長期的な視点から10年騰落率の高いエリアに注目
マンション情報の「マンションレビュー」を運営するワンノブアカインドでは、定期的に都道府県別に中古マンションの70平方メートル換算価格を調査している。それぞれの都道府県の中古マンション価格水準がどうなっているのかも気になるところだが、注目しておきたいのは、現在の価格だけではなく、1年前、3年前、5年前、10年前との価格騰落率(上昇率)も調べている点だ。
東京都や大阪府、神奈川県などの価格水準が高い都府県は騰落率が高いエリアが多いが、比較的リーズナブルな価格帯の県なのに、騰落率がすこぶる高いところもある。そんな場所にマンションを買っておけば、将来的な資産価値の上昇も期待できるのではないだろうか。
マイホームとして購入するにしても、リゾートとして利用するにしても、投資用に購入して賃貸で運用するにしても、住宅については、短期に使用するのではなく、長期的に保有して使用することが前提になるので、10年前との価格を比較し騰落率の高い都道府県に着目したいところだ。
福井県は北陸新幹線の開業で価格が大幅アップ
そこで、10年前に比べての騰落率の高い都府県をグラフにまとめたのが図表1だ。
騰落率が最も高かったのは福井県の141.1%で、10年前の70平方メートル換算の推定価格が757万円だったのが、2024年3月は1824万円で、上昇率は141.1%となっている。何と、10年間でおよそ2.4倍に資産価値が上昇したことになる。
周知のように、福井県は2024年3月に北陸新幹線の延伸により、金沢・敦賀間が開業、全国的に注目度が高まった。最速だと東京・福井間は2時間51分に。これまでは、東京から新幹線に乗っても、金沢駅で乗換えが必要だったが、それが不要になって所要時間は36分短縮された。
折から、新型コロナウイルス感染症が2類から5類に移行したこともあって、全国的に関心を集めただけではなく、世界的にも注目度が高まり、多くの人が訪れ、なかには福井県の不動産、マンションを購入する人も増えた。それが、大幅な価格アップにつながったわけだ。

指示
上の本文のうち、「長期的な視点から10年騰落率の高いエリアに注目」を含む語句で始まり「産価値が上昇したことになる。」で終わる部分を、一字も変えずに書き写しなさい。

提示データ
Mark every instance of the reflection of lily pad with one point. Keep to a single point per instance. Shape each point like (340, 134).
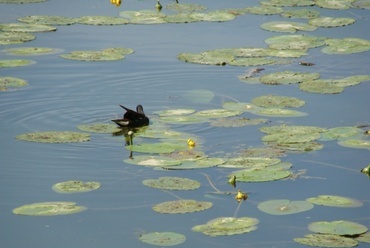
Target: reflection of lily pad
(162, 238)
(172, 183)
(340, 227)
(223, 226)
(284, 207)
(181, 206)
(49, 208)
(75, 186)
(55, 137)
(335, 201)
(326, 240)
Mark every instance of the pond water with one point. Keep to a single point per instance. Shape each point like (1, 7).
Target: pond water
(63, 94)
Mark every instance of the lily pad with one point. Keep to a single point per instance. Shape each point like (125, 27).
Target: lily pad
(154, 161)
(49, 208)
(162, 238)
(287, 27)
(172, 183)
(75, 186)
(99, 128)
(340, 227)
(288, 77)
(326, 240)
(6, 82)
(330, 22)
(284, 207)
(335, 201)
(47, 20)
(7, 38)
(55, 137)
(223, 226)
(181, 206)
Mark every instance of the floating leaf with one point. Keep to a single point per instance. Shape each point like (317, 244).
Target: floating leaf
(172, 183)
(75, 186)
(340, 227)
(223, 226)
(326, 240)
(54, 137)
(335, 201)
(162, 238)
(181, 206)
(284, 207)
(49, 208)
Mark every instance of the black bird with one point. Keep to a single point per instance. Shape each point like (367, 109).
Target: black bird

解答
長期的な視点から10年騰落率の高いエリアに注目
マンション情報の「マンションレビュー」を運営するワンノブアカインドでは、定期的に都道府県別に中古マンションの70平方メートル換算価格を調査している。それぞれの都道府県の中古マンション価格水準がどうなっているのかも気になるところだが、注目しておきたいのは、現在の価格だけではなく、1年前、3年前、5年前、10年前との価格騰落率(上昇率)も調べている点だ。
東京都や大阪府、神奈川県などの価格水準が高い都府県は騰落率が高いエリアが多いが、比較的リーズナブルな価格帯の県なのに、騰落率がすこぶる高いところもある。そんな場所にマンションを買っておけば、将来的な資産価値の上昇も期待できるのではないだろうか。
マイホームとして購入するにしても、リゾートとして利用するにしても、投資用に購入して賃貸で運用するにしても、住宅については、短期に使用するのではなく、長期的に保有して使用することが前提になるので、10年前との価格を比較し騰落率の高い都道府県に着目したいところだ。
福井県は北陸新幹線の開業で価格が大幅アップ
そこで、10年前に比べての騰落率の高い都府県をグラフにまとめたのが図表1だ。
騰落率が最も高かったのは福井県の141.1%で、10年前の70平方メートル換算の推定価格が757万円だったのが、2024年3月は1824万円で、上昇率は141.1%となっている。何と、10年間でおよそ2.4倍に資産価値が上昇したことになる。